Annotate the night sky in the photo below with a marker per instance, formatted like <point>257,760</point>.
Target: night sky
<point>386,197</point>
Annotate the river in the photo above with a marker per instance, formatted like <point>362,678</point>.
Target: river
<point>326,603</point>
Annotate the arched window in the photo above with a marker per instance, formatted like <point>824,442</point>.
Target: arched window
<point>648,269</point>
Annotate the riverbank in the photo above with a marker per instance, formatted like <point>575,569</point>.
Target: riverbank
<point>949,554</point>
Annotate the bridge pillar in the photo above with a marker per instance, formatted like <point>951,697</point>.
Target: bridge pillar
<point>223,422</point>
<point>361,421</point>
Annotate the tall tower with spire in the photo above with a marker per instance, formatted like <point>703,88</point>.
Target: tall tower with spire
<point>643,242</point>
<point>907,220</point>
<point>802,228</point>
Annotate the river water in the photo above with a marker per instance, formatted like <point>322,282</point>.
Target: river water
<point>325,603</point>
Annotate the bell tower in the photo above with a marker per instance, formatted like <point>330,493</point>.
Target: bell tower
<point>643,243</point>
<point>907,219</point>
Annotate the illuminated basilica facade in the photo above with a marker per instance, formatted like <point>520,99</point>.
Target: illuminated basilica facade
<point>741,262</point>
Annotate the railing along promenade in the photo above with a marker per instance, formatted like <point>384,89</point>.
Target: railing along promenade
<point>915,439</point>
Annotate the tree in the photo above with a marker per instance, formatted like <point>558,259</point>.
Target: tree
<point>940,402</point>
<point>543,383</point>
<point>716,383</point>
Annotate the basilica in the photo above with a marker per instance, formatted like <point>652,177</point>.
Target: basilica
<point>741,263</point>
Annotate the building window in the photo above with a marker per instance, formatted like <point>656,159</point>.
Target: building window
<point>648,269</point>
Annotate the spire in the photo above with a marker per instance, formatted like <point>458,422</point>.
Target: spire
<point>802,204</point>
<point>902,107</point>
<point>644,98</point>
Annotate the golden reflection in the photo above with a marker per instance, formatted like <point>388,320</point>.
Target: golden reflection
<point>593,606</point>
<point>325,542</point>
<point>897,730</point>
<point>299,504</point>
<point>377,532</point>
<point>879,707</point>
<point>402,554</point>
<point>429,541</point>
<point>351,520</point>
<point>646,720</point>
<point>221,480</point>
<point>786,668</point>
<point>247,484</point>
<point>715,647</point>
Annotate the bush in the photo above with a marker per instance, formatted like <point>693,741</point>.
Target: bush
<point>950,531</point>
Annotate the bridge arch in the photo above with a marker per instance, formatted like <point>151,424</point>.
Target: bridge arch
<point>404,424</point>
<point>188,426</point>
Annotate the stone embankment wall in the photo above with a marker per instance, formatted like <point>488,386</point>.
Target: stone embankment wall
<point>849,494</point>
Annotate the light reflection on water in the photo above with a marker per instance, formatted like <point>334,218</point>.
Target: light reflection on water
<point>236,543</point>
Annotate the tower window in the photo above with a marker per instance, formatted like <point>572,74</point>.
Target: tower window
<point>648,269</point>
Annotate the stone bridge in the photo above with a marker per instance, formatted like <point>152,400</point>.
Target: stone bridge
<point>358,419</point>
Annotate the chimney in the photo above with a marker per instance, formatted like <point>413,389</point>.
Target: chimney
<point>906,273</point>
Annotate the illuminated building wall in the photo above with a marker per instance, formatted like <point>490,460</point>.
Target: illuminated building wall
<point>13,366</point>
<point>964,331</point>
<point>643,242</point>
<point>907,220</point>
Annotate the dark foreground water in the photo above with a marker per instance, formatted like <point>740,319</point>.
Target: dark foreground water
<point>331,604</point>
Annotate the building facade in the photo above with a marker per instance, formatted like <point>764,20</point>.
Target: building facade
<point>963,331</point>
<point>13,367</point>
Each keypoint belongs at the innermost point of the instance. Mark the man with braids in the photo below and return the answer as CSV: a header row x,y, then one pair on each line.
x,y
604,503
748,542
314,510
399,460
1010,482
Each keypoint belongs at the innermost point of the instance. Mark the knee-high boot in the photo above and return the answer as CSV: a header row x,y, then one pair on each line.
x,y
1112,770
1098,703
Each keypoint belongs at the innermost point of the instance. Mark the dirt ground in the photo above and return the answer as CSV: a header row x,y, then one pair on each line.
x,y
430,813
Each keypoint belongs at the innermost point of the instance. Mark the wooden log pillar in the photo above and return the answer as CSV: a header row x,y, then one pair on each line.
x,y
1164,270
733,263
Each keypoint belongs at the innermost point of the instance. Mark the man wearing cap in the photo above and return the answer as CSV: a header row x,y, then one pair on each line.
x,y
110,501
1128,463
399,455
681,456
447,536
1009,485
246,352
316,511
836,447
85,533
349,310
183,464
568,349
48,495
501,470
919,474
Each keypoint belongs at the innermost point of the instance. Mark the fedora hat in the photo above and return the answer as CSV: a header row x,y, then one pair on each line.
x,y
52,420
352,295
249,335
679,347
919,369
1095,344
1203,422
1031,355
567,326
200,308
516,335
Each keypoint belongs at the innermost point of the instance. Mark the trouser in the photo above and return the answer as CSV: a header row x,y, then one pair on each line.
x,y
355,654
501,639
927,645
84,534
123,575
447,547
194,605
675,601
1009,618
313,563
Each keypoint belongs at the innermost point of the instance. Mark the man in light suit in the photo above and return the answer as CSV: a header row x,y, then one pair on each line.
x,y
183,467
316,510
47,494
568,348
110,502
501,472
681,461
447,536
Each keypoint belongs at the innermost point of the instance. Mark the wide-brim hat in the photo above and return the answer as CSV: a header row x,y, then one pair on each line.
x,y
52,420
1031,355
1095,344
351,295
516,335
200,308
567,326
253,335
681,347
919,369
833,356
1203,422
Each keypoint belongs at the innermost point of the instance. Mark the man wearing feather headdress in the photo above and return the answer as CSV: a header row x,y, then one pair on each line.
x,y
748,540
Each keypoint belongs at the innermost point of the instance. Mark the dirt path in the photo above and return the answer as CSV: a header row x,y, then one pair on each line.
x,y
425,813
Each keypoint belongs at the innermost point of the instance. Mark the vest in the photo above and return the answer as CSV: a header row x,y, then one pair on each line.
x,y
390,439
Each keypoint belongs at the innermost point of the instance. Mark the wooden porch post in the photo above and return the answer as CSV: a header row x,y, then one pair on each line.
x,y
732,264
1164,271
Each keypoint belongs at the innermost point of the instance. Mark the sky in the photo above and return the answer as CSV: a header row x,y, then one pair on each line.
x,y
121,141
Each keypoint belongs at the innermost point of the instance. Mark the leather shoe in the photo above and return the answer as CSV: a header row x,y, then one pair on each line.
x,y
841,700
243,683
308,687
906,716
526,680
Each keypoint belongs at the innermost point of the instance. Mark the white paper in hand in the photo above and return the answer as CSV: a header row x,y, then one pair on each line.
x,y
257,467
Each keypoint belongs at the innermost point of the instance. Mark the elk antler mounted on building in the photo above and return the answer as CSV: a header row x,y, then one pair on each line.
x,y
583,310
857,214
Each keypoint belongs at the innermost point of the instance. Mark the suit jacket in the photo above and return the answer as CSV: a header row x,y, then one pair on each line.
★ ★ ★
_Activity_
Which lines run from the one containing "man wearing feather" to the end of the records? Transcribe exactly those, both ends included.

_Exercise answer_
Each keypoint belongs at the innermost point of the instance. Mark the man wearing feather headdress in the photo above and return the answer as CSV: a header row x,y, then one pair on each line.
x,y
748,540
Each keypoint belongs at the innermost point of the instance. Mark the dirt path in the photo above and return the answer as CSV: a header row x,y, then one pair on each line.
x,y
425,813
Each keypoint belongs at the innermost point of the instance. Mark the vest in the photo above and return the answer as CSV: a header row x,y, then one pair on each line.
x,y
390,439
Each keypoint belongs at the innermost point of the instance. Mark the wooden porch post in the photo above and return the answer as CSV: a header row x,y, then one pair on each line.
x,y
732,264
1164,271
Each keypoint belongs at the innermost point of the instance. Mark the sky in the photo above and return the answer as CSV: a header row x,y, then one pair on each line.
x,y
121,141
Each keypoint belongs at the innermost point of the instance. Mark the leather shoe in the photo above and return the answer as CSV: a header row x,y, then one pair on each line.
x,y
841,700
243,683
308,687
906,716
526,680
Each keypoint belongs at the innermost point of the instance. Mark the white paper in hand in the photo above and return the answer as CSV: a header row x,y, then one pair on each line.
x,y
257,467
Each keypoint belongs at the innermost point of the instance. Mark the elk antler mounted on building in the photo above and return the answer as CSV: a header row x,y, then one pair on each line.
x,y
583,310
857,214
Each keypoint belongs at the innermost point of the instance. Mark the suit jacket in the photo above and return the answer as CSV: a header row x,y, then one pair on each line.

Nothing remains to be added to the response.